What is being asked — Reproduce every line of the data below word for word, keeping all of it in its original order.

(Records from a point labeling set)
::::::

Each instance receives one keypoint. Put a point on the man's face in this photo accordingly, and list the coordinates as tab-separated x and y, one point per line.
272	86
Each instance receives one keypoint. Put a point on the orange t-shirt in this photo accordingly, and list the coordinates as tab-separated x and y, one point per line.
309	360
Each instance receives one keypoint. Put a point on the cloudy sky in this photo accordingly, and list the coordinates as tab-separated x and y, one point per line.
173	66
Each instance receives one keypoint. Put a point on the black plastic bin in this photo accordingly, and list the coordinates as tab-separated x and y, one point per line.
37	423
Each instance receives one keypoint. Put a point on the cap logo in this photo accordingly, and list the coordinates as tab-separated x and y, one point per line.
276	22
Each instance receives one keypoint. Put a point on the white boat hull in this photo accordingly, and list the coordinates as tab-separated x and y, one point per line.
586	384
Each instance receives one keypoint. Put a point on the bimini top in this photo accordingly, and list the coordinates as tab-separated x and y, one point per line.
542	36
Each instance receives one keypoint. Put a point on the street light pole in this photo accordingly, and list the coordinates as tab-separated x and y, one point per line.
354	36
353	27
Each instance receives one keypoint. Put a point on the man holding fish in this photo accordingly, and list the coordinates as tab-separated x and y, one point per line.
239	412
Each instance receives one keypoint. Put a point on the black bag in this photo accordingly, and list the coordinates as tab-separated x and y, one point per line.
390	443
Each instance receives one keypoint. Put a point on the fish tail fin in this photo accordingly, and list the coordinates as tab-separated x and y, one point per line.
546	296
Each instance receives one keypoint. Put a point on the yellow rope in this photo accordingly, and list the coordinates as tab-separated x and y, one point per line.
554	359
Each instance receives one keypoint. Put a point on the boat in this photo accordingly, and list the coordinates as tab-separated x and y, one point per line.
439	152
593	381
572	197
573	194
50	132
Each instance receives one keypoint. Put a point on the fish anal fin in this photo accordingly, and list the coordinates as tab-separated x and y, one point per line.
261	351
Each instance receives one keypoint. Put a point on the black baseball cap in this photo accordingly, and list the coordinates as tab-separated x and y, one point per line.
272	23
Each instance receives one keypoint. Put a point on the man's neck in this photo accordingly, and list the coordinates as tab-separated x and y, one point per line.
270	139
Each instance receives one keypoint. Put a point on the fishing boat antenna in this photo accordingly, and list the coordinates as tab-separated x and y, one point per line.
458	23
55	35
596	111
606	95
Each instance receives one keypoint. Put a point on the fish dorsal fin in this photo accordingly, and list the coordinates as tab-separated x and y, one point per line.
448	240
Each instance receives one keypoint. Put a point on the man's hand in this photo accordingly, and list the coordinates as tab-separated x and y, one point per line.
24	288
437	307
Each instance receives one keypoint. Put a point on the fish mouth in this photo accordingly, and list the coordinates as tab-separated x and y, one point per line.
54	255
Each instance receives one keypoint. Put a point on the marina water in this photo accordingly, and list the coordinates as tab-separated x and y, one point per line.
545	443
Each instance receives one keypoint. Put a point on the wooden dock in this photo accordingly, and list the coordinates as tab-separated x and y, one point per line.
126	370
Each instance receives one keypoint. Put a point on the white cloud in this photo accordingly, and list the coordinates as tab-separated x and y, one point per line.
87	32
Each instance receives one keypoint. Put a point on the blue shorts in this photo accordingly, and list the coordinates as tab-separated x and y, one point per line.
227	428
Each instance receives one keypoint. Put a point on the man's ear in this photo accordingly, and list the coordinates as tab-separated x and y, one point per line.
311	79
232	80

::::::

Finished task —
Each instance receives one keypoint. Put a point on the man's face in this photo accordingly, and list the coordinates as tab-separated x and y, one point per line.
272	86
Each instance receives one keypoint. Put a point on the orange t-shirt in this photo accordingly, and list the coordinates as tab-separated x and y, one point per line.
309	360
Each instance receives one keypoint. Put a point on the cloudy sky in this photo accordingly, and list the coordinates as tab-separated x and y, one point per line.
173	66
Each instance receives one keypoint. Put a point on the black plastic bin in this photo accordingly, and list the coordinates as tab-separated x and y, one point per line.
37	423
Each instance receives one keypoint. Put a point on the cap logo in this photo accordingly, and list the coordinates as tab-separated x and y, one point per line.
276	22
Each instance receives one keypoint. Put a point on the white boat hull in this photo accordingly, and list the coordinates as tab-separated x and y, one point per line.
586	384
Each instance receives one keypoint. Put a point on the bimini top in this photo accordingly, and list the coordinates as tab-separated x and y, one point per line.
542	36
Each instance receives one keypoint. Put a point on the street light pole in this photo accordingly, and list the coordinates as tab-separated x and y, one point per line.
354	36
353	27
Each instance receives one keypoint. Put a point on the man holding fish in this photo accordingly, and list the coordinates as tab-separated x and y, one point per line.
239	412
Each instance receives one keypoint. Put a point on the black bag in this photo accordingly, and list the coordinates as tab-separated x and y, one point per line.
390	443
Each instance receives one keypoint. Put a point on the fish tail fin in this photo accordingly, and list the coordinates as tab-separated x and y, one point per line.
546	296
Each instance receives one keypoint. Put a point on the yellow rope in this photo accordingly, and list the coordinates as tab-separated x and y, one point per line.
554	359
Each instance receives one keypoint. Put a point on the boat in this photo accordingly, and list the coordinates as tab-separated x and y, one point per line.
439	152
593	381
572	197
573	194
50	132
Each instance receives one keypoint. Put a point on the fish anal fin in this photo accordingly, and list the coordinates as tab-separated x and y, one point per line.
261	351
Each instance receives one keypoint. Put a point on the black baseball cap in this photo accordingly, and list the coordinates as tab-separated x and y, one point per line.
272	23
Each instance receives one keypoint. Put a point on the man's neck in this photo accordingly, and list the coordinates as tab-separated x and y, one point per line.
270	139
Each instance receives one keypoint. Put a point on the fishing boat antenna in this photo accordingly, and list the coordinates as tab-separated x and y, one point per line.
458	23
55	35
596	111
606	95
Each instance receives one keypoint. Put a point on the fish dorsal fin in this photo accordingly, and list the coordinates as tab-separated x and y, one point per line.
448	240
Each instance receives one keypoint. Put a point on the man's hand in this photo accordingly, and list the coordinates as tab-separated x and y, one point per line.
24	288
437	307
Each instance receives one keypoint. Put a point on the fish mouth in this photo accordingly, and list the coordinates as tab-separated x and y, one point per line.
54	255
Each instance receives one keypoint. Put a point on the marina water in this photo accordingly, and list the coordinates as tab-separated x and y, one point per line.
545	443
Each instance receives one keypoint. Put a point on the wooden dock in this photo accordingly, and list the coordinates as tab-separated x and y, one point per line.
126	370
Each instance receives one keypoint. Put a point on the white cloud in this photo accordingly, and list the coordinates as tab-separated x and y, one point per line.
87	32
Each instance receives one keypoint. Put a point on the blue shorts in this photo accordingly, and list the coordinates as tab-separated x and y, one point per line.
227	428
Each instance receives one keypoint. Put a point on the man's ear in this photo accordingly, and list the coordinates as tab-separated x and y, one point per line.
311	79
232	80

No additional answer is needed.